The problem |
Render the lines of the material from the one containing "376L474 379L476 412H481L477" through the last line as a numbered list, omitting blank lines.

(Stored data entries)
╔══
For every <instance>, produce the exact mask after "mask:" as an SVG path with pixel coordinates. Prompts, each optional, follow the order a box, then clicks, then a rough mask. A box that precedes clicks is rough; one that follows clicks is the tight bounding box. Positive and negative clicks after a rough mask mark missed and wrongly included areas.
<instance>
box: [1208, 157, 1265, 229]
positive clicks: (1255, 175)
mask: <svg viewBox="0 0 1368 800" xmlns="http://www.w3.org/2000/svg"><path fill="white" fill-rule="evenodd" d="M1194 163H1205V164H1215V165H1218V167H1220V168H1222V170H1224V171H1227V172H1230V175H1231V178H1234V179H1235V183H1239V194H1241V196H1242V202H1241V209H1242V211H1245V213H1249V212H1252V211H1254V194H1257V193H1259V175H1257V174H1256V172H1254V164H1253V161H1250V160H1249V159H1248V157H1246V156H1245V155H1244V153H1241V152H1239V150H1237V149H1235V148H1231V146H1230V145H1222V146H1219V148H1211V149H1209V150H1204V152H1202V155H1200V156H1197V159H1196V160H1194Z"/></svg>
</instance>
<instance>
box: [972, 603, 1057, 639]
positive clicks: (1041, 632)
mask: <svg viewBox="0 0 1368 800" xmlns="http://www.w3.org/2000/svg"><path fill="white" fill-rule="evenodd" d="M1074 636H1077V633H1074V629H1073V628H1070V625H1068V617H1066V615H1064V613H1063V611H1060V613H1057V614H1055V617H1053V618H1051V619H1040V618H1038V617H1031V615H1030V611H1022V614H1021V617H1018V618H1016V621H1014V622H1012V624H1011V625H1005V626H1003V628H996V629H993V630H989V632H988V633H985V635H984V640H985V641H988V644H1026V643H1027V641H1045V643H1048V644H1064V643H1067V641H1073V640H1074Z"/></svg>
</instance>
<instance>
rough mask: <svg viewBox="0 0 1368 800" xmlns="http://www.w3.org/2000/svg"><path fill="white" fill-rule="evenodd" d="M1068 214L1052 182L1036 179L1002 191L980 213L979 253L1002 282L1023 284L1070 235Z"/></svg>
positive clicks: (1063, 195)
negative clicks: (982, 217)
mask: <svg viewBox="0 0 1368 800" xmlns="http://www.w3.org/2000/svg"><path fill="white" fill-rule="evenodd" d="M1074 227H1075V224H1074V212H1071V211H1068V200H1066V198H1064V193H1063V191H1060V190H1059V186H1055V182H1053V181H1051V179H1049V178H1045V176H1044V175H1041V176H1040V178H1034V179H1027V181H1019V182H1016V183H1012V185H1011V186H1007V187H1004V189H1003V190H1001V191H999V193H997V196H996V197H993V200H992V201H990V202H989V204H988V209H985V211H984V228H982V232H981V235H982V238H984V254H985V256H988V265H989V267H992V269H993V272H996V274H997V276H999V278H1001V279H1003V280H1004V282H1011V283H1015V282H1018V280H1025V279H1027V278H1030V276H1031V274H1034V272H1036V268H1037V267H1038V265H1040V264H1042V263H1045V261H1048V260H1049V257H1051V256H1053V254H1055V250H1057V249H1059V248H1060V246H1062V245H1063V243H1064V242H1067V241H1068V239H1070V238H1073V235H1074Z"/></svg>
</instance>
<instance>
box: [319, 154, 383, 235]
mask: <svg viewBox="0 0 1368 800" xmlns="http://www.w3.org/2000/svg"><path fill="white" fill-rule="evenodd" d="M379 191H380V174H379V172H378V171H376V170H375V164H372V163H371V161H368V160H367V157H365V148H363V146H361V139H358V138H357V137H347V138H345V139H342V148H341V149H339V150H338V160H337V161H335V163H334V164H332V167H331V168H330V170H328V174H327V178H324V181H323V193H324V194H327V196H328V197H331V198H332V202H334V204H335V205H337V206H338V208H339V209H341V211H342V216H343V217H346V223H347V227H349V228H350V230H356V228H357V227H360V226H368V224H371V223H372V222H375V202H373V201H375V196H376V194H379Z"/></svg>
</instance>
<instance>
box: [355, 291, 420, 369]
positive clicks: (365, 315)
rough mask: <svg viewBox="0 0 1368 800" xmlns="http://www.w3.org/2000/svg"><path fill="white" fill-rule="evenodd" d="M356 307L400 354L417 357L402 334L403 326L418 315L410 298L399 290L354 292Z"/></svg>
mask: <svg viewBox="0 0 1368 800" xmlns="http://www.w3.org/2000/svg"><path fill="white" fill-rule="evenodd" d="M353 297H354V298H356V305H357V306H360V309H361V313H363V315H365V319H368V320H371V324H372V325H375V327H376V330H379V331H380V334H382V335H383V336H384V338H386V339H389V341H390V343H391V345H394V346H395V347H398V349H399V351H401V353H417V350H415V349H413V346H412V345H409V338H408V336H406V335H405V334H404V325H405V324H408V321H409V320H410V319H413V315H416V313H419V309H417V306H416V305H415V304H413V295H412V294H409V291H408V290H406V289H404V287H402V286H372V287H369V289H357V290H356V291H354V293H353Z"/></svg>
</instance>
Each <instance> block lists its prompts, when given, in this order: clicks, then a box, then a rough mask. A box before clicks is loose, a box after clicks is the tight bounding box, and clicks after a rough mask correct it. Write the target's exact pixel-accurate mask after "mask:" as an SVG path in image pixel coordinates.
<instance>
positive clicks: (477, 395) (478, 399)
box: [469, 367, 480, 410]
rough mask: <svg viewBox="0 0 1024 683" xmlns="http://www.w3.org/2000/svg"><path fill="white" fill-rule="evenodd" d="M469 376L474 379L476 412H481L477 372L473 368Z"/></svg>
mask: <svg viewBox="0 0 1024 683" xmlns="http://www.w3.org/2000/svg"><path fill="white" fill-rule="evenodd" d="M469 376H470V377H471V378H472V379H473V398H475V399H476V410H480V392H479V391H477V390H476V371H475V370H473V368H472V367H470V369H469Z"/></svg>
╚══
Result |
1. rough mask: <svg viewBox="0 0 1024 683" xmlns="http://www.w3.org/2000/svg"><path fill="white" fill-rule="evenodd" d="M469 376L474 379L476 412H481L477 372L473 368Z"/></svg>
2. mask: <svg viewBox="0 0 1024 683" xmlns="http://www.w3.org/2000/svg"><path fill="white" fill-rule="evenodd" d="M469 376H470V377H471V378H472V379H473V398H475V399H476V410H480V392H479V391H477V390H476V371H475V370H473V368H472V367H470V369H469Z"/></svg>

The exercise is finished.